* _Document section_:
※

There is still another shape into which we may transform this syllogism.

We may suppose the middle term to be the designation neither of a thing nor of a name, but of an idea. We then have-

The _idea of_ a dragon is _an idea of_ a thing which breathes flame: The _idea of_ a dragon is _an idea of_ a serpent: Therefore, there is _an idea of_ a serpent, which is _an idea of_ a thing breathing flame.

Here the conclusion is true, and also the premises; but the premises are not definitions. They are propositions affirming that an idea existing in the mind, includes certain ideal elements. The truth of the conclusion follows from the existence of the psychological phenomenon called the idea of a dragon; and therefore still from the tacit assumption of a matter of fact.(45)

When, as in this last syllogism, the conclusion is a proposition respecting an idea, the assumption on which it depends may be merely that of the existence of an idea. But when the conclusion is a proposition concerning a Thing, the postulate involved in the definition which stands as the apparent premise, is the existence of a thing conformable to the definition, and not merely of an idea conformable to it. This assumption of real existence we always convey the impression that we intend to make, when we profess to define any name which is already known to be a name of really existing objects. On this account it is, that the assumption was not necessarily implied in the definition of a dragon, while there was no doubt of its being included in the definition of a circle.

※

* _To-do list_:
**1)** Answer these questions about the syllogism passage, one line each:
(a) In the version built on ideas, what does the syllogism passage say the premises are not?
(b) From what does the truth of that version's conclusion follow?
(c) In which definition was the assumption of real existence said to be included beyond doubt?
**2)** Please recast the paragraph of the syllogism passage that begins "When, as in this last syllogism" as a short bulleted list that keeps its main points.
**3)** Carry the syllogism passage forward with a further paragraph, starting right after its final sentence.

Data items

※

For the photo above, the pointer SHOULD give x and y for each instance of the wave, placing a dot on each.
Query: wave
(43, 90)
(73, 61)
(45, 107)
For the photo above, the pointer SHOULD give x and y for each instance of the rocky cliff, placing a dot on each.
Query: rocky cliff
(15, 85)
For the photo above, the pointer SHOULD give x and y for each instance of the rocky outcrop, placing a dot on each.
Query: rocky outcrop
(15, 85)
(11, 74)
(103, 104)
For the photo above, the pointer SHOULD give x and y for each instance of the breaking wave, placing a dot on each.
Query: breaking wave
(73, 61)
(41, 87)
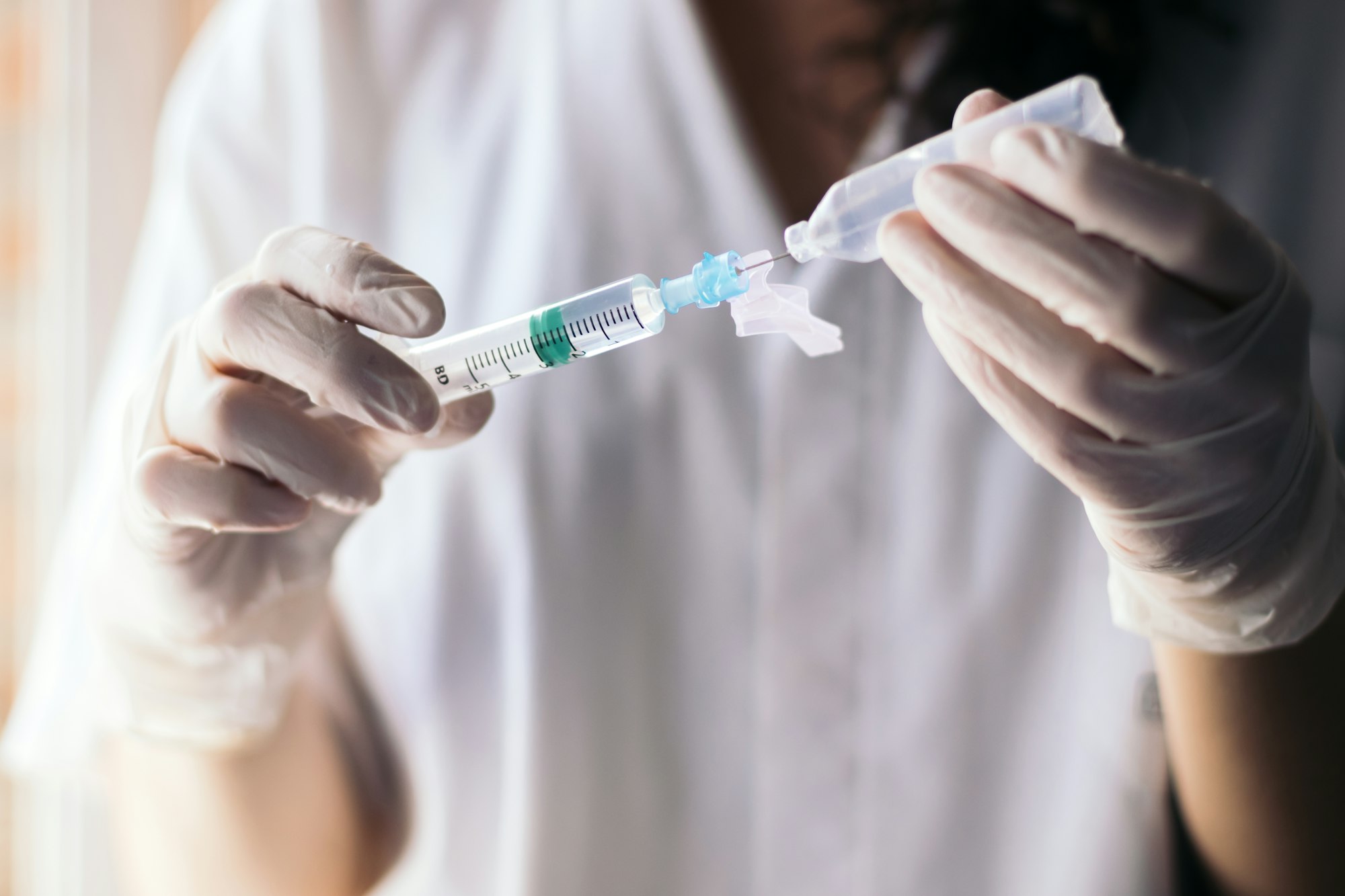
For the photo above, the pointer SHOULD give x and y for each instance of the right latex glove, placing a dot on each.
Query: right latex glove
(267, 424)
(1149, 348)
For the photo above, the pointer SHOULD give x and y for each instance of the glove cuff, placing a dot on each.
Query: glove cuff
(1250, 604)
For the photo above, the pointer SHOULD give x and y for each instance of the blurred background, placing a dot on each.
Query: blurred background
(81, 83)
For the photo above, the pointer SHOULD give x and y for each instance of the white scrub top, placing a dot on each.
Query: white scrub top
(703, 616)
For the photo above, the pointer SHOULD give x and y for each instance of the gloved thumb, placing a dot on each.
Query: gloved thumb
(458, 421)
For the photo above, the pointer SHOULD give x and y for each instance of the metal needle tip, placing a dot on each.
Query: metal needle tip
(783, 255)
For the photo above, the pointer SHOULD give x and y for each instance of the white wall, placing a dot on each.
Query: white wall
(102, 68)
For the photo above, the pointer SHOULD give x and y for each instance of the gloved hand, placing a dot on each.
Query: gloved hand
(1149, 348)
(267, 424)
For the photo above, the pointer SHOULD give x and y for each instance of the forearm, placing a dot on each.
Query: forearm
(282, 818)
(1257, 747)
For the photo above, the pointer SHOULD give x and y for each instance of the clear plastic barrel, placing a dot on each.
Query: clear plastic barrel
(543, 339)
(845, 224)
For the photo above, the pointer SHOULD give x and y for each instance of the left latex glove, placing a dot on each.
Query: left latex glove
(1149, 348)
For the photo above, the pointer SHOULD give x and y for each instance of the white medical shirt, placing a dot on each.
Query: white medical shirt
(703, 616)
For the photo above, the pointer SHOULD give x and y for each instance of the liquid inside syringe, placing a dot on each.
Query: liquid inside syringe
(580, 327)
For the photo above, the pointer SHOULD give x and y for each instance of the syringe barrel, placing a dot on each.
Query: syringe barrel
(541, 339)
(845, 224)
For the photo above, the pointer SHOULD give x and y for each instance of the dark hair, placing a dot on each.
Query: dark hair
(1017, 48)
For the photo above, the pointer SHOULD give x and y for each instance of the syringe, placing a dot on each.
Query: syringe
(845, 224)
(580, 327)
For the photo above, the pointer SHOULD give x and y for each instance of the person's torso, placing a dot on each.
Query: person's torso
(704, 615)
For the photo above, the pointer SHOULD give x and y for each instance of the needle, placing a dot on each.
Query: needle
(783, 255)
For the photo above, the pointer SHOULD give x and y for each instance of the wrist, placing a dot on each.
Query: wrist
(1270, 589)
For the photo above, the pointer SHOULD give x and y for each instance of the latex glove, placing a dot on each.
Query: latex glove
(1149, 348)
(268, 423)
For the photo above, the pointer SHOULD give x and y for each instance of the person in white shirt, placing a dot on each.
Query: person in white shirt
(707, 616)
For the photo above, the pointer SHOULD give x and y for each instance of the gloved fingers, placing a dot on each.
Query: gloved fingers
(977, 106)
(1050, 435)
(459, 421)
(260, 327)
(174, 486)
(241, 423)
(1070, 369)
(1087, 282)
(350, 280)
(1176, 222)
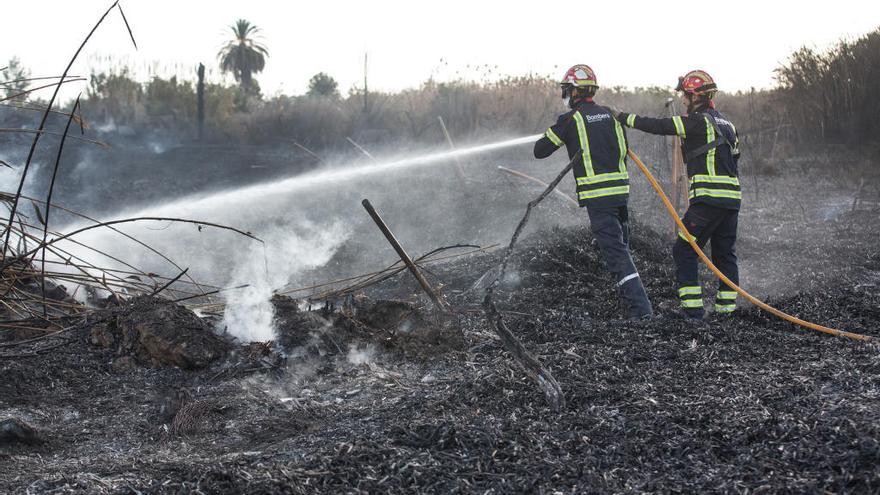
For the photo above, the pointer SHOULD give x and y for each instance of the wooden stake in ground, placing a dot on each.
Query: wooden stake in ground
(405, 257)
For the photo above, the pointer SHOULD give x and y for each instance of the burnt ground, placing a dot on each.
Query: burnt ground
(389, 399)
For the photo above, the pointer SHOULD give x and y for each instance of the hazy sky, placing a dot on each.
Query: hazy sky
(631, 43)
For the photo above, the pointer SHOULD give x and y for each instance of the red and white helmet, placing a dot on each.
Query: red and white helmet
(580, 75)
(697, 82)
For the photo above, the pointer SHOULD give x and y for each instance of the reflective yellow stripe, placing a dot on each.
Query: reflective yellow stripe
(679, 125)
(585, 143)
(716, 179)
(608, 191)
(602, 178)
(715, 193)
(710, 155)
(690, 290)
(621, 143)
(553, 137)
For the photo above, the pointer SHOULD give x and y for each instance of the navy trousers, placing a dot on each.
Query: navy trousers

※

* _Written responses_:
**1)**
(a) They are not definitions.
(b) From the existence of the psychological phenomenon called the idea of a dragon.
(c) The definition of a circle.

**2)**
- If the conclusion concerns an idea, it may depend only on assuming that the idea exists.
- If the conclusion concerns a Thing, the definition serving as the apparent premise assumes that a thing matching the definition exists, not merely an idea matching it.
- When we claim to define a name already known to name really existing objects, we always give the impression that we intend to assume real existence.
- For this reason, the definition of a dragon did not necessarily imply that assumption, but the definition of a circle clearly included it.

**3)**
-- 6. One of the circumstances which have contributed to keep up the notion, that demonstrative truths follow from definitions rather than from the postulates implied in those definitions, is, that the postulates, even in those sciences which are considered to surpass all others in demonstrative certainty, are not always exactly true. It is not true that a circle exists, or can be described, which has all its radii _exactly_ equal. Such accuracy is ideal only; it is not found in nature, still less can it be realized by art. People had a difficulty, therefore, in conceiving that the most certain of all conclusions could rest on premises which, instead of being certainly true, are certainly not true to the full extent asserted. This apparent paradox will be examined when we come to treat of Demonstration; where we shall be able to show that as much of the postulate is true, as is required to support as much as is true of the conclusion. Philosophers, however, to whom this view had not occurred, or whom it did not satisfy, have thought it indispensable that there should be found in definitions something _more_ certain, or at least more accurately true, than the implied postulate of the real existence of a corresponding object. And this something they flattered themselves they had found, when they laid it down that a definition is a statement and analysis not of the mere meaning of a word, nor yet of the nature of a thing, but of an idea. Thus, the proposition, "A circle is a plane figure bounded by a line all the points of which are at an equal distance from a given point within it," was considered by them, not as an assertion that any real circle has that property (which would not be exactly true), but that we _conceive_ a circle as having it; that our abstract idea of a circle is an idea of a figure with its radii exactly equal.

Conformably to this it is said, that the subject-matter of mathematics, and of every other demonstrative science, is not things as they really exist, but abstractions of the mind. A geometrical line is a line without breadth; but no such line exists in nature; it is a notion merely suggested to the mind by its experience of nature. The definition (it is said) is a definition of this mental line, not of any actual line: and it is only of the mental line, not of any line existing in nature, that the theorems of geometry are accurately true.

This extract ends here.